WHAT IS ASKED:
Copy the records from the line with "outline column base" through the end of the records, renaming "Response" to "Answer" and keeping everything else the same.

##### EXCERPTED RECORDS

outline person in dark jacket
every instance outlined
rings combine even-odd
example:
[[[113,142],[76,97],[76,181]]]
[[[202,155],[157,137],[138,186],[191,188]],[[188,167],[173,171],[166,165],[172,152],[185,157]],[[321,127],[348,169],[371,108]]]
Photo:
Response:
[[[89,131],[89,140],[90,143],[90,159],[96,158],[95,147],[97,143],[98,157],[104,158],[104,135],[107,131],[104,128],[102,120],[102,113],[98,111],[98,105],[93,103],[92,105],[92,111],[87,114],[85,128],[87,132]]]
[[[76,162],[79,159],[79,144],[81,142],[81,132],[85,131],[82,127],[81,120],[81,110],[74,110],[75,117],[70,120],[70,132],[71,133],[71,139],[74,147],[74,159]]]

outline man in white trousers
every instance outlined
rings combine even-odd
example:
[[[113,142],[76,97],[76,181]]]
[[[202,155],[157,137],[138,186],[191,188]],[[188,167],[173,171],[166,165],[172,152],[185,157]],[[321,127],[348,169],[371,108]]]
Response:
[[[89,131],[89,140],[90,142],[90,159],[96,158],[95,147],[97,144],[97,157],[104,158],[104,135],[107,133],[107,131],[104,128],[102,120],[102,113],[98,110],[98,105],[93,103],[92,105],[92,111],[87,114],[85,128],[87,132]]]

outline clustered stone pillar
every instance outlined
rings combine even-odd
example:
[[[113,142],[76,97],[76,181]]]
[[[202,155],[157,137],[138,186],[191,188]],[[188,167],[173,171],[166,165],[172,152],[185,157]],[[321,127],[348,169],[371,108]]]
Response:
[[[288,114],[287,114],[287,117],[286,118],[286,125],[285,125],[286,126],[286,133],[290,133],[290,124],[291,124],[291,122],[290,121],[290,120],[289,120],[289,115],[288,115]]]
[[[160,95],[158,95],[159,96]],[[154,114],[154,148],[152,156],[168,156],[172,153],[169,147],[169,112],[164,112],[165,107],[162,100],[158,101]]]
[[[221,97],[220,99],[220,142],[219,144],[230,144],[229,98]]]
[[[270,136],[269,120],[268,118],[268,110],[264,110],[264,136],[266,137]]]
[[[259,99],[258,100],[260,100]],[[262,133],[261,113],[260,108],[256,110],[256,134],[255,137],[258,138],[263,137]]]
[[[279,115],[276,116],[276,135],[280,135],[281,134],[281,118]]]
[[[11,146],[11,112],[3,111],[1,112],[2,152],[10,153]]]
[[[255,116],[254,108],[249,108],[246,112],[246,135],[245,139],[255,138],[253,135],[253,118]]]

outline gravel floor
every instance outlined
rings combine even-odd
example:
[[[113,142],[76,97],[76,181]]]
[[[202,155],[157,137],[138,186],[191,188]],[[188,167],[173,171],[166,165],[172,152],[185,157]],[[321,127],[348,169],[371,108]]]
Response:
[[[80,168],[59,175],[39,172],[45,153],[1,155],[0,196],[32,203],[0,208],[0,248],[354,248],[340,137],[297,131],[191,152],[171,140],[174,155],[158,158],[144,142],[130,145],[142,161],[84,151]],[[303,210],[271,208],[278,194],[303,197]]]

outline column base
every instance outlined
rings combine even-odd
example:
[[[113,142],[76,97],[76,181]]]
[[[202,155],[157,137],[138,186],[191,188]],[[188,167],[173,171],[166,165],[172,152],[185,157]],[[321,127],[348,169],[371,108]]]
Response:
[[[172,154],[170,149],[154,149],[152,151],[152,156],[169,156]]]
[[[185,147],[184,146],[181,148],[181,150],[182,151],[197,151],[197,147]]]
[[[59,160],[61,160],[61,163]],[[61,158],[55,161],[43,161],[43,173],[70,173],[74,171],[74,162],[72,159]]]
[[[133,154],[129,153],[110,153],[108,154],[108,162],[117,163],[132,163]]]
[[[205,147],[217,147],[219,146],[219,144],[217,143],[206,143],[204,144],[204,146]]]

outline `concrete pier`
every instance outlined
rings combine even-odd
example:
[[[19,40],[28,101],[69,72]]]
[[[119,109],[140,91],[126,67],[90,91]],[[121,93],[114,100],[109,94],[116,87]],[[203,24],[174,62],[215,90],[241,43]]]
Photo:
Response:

##########

SOLUTION FOR THIS EXERCISE:
outline column base
every instance outlined
rings combine even-odd
example:
[[[113,142],[76,97],[76,181]]]
[[[202,155],[157,137],[138,186],[191,188]],[[188,167],[173,171],[166,165],[172,152],[185,157]],[[321,127],[348,169],[371,108]]]
Answer:
[[[172,154],[170,149],[154,149],[152,151],[152,156],[169,156]]]
[[[185,147],[184,146],[181,148],[181,150],[182,151],[197,151],[197,147]]]
[[[59,160],[61,160],[61,163]],[[61,158],[55,161],[43,161],[43,173],[70,173],[74,171],[74,162],[72,159]]]
[[[133,154],[129,153],[110,153],[108,154],[108,162],[117,163],[132,163]]]
[[[205,147],[217,147],[219,146],[219,144],[217,143],[206,143],[204,144],[204,146]]]

outline `concrete pier`
every instance outlined
rings combine even-odd
example:
[[[19,40],[28,101],[69,72]]]
[[[119,109],[140,91],[126,67],[90,91]],[[121,93],[114,100],[109,94],[116,87]],[[203,24],[174,62],[215,90],[241,43]]]
Photo:
Answer:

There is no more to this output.